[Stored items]

** Start **

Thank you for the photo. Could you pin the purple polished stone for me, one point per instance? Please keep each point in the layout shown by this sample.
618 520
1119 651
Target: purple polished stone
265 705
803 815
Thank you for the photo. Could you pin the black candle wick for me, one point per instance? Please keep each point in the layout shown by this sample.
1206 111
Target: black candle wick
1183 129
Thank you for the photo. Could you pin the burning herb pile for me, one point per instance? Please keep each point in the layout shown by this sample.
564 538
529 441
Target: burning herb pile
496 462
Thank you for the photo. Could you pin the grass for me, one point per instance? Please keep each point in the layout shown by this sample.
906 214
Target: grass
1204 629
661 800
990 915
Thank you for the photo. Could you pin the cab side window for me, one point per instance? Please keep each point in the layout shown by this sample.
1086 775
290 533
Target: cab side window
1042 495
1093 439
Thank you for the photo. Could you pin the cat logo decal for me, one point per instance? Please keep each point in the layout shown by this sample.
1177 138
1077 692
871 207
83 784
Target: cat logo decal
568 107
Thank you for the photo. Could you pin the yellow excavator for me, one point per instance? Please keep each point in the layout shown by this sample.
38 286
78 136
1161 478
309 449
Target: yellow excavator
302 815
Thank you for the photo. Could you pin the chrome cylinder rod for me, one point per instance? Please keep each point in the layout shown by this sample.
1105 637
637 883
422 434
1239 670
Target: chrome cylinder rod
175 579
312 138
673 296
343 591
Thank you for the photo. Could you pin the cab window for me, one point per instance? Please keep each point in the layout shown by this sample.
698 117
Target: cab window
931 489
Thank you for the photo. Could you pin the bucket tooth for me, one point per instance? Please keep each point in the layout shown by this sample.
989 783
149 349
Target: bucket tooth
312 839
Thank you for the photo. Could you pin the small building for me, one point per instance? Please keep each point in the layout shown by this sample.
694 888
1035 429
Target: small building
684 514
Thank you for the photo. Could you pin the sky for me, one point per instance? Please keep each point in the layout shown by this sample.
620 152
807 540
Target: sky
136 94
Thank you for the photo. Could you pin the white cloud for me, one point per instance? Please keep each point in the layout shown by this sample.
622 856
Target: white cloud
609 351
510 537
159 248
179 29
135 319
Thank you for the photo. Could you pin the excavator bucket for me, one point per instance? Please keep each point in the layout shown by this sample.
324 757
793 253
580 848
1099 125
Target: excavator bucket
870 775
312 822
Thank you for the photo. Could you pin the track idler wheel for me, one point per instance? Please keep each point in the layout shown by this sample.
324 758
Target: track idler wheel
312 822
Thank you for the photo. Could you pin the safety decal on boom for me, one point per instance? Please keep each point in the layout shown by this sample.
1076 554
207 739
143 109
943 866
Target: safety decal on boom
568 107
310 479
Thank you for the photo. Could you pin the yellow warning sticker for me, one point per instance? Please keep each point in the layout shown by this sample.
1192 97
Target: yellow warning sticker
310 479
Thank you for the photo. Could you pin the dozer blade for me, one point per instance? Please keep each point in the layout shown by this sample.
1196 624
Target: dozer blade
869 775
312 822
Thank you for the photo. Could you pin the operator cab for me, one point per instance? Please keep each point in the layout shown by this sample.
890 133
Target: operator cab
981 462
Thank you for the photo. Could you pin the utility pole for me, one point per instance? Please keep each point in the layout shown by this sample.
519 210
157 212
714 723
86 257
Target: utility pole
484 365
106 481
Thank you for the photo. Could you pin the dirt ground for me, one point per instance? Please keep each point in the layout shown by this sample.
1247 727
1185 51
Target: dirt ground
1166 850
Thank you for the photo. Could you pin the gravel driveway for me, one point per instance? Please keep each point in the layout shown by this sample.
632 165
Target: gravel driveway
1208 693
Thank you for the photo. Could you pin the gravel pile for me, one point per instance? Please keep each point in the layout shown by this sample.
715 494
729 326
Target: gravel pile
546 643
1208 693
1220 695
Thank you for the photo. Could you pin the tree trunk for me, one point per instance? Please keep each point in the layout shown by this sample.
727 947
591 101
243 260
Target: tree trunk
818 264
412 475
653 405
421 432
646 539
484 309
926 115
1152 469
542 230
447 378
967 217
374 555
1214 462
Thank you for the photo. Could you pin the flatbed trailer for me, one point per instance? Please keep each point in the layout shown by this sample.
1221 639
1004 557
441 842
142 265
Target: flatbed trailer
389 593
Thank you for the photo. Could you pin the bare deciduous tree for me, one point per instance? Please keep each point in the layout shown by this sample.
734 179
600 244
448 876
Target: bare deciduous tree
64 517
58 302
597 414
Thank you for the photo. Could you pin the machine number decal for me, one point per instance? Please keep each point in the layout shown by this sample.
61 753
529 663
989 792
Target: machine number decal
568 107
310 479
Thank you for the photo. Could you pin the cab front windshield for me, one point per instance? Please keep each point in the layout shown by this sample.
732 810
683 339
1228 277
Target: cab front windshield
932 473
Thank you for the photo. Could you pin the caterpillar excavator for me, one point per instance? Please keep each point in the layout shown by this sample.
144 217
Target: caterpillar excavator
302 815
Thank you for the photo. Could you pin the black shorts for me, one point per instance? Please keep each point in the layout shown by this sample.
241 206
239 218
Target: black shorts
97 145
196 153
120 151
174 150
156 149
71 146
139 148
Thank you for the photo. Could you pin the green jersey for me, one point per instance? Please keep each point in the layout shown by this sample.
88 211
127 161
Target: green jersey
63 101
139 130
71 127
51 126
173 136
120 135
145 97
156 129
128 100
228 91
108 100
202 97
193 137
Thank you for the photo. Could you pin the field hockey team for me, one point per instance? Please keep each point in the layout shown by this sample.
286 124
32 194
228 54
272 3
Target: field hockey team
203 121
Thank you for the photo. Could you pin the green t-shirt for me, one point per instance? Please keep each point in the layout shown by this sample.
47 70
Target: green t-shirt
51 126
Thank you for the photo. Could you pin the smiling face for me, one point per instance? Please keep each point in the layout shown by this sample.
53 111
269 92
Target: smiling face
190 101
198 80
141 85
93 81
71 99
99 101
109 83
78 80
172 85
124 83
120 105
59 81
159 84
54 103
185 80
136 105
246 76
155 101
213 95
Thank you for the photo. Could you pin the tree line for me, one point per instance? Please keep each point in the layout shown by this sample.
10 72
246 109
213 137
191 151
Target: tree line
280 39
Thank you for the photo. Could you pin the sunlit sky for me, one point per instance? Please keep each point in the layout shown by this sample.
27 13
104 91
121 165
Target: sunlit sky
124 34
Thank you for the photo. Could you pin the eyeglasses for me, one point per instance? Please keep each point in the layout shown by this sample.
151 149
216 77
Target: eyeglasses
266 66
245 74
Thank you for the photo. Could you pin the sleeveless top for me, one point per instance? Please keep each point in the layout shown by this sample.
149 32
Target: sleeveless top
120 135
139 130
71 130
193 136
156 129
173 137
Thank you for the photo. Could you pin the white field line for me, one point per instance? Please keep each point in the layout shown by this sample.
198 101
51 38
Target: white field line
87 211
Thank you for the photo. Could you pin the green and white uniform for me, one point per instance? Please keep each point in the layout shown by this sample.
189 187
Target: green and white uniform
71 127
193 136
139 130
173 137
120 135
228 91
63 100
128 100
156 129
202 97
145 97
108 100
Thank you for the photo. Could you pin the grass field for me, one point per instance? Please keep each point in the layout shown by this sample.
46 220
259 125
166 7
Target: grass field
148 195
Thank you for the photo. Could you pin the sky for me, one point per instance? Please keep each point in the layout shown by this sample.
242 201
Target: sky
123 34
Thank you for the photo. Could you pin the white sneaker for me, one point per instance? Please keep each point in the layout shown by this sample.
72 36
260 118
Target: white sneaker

** End **

> _TASK DETAILS_: Copy every line of the records from the line containing "Thank you for the photo. Could you pin the tree line" through the end of the records. Shift each answer coordinate in that stretch by adding 22 to both of its numbers.

> _SOLUTION FOR THIS TASK_:
Thank you for the photo. Could you pin the tree line for me, one point per instance? Please keep each point in the layout shown by this sample.
10 72
246 109
213 137
191 151
Target: tree line
302 61
Thank you for the photo. Could you pin the sunlit sky for me, one point per instance? Please keep each point in the layout shown by this sample.
27 13
104 91
121 165
Target: sunlit sky
146 56
Thank you for the photo. Could you pin the eyeglasses for me, one point per instance? Please keep each point in the layout shown by this sample.
151 149
216 77
Target: eyeglasses
288 88
267 96
Thank you for the photo. Could you pin the sleeveless top for me, one point per instance? Please keep each point in the layout shown by this sample.
149 32
Target: sleeveless top
142 157
161 152
93 152
215 158
178 151
195 159
Thank you for the photo. Could you pin the white field line for me, one point per instance? Please keep each point in the layout shown by this sample.
198 101
51 38
Target: white field line
109 233
Thank you for the photo. Could you pin the green and white uniform for me, one point per instance? Please keep each point in the layout shown by this sample.
189 187
Target: green and white uniform
93 149
215 158
161 152
195 159
142 157
250 113
85 122
150 122
178 151
224 119
167 119
130 122
Thank you for the photo. Could you pin the grass field for me, one point per instance? Please keep each point in the layout shown by this sample.
46 220
259 125
166 7
Target: grass field
170 217
Thank you for the photo. Could you pin the sky for me, one point per instance? Please keep each point in the layout shown by this sample.
242 201
Target: sky
145 56
Thank you for the photo. Could you pin the white sneaker for me, one point per instance? Please keep each point in the layout shown by this sample.
72 36
260 118
Target: white sneaker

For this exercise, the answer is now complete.